Was die Schlachttiere empfinden, wenn sie dumpf zusammengepfercht im Viehwagen dahinrollen — ich weiß es aus Erfahrung.
Ein gutes Ende kann dies nicht nehmen, fühlen die Tiere instinktiv, so wie das
angefangen hat: Vom heimischen Hof geführt — mit Knüppeln und Geschrei sind dann die
Treiber in ihren schweren Schaftstiefeln über die zwischen den Barrieren
dichtgedrängten Rücken getrampelt, und wer in seiner Angst auszubrechen suchte,
wurde gnadenlos zusammengeschlagen. — Gewiß — die Weide — auch nicht immer schön
gewesen. Heiße Sonne — wenig Schatten — Durst —. Im Frühjahr peitschte der eiskalte
Wind von See oft tagelang, nächtelang den Regen waagerecht, und wir standen
schutzlos, gleichgerichtet alle, ihn mit dem Kopf zu empfangen, so still, wie jetzt
— aber frei. Gut war der Stall. Warm vertraut der Geruch, bekannt die Nachbarn, ihre
Stimmen, ihre Gewohnheiten — ach, und jetzt — — man müßte schreien — — wenn nur
niemand anfängt, zu schreien. — — — Nein — auf unserm Transport nach Theresienstadt fing niemand an,
zu schreien. Uns trat auch keiner in den Rücken, wie ich es elf Monate zuvor noch im
Hof der Schule an der
Sternschanze gesehen hatte, wenn die Alten nicht schnell genug die
hohen Klapptritte an den Mannschaftswagen der Polizei erklimmen konnten.

| Ausgangsmaterial |
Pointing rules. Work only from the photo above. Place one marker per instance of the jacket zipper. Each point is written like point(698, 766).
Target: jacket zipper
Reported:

| Die Aufgaben |
- 1) Erkläre in ein bis drei Sätzen, warum die Tiere laut Textauszug instinktiv fühlen, dass dies kein gutes Ende nehmen kann.
- 2) Wo wurde laut Textauszug elf Monate vor dem Transport nach Theresienstadt den Alten in den Rücken getreten?

| Die Ergebnisse |
- 1) Die Tiere schließen es aus der Art, wie alles angefangen hat. Man hat sie vom heimischen Hof geführt, und die Treiber sind mit Knüppeln und Geschrei in schweren Schaftstiefeln über ihre dichtgedrängten Rücken getrampelt. Wer in seiner Angst auszubrechen suchte, wurde gnadenlos zusammengeschlagen.

- 2) Im Hof der Schule an der Sternschanze.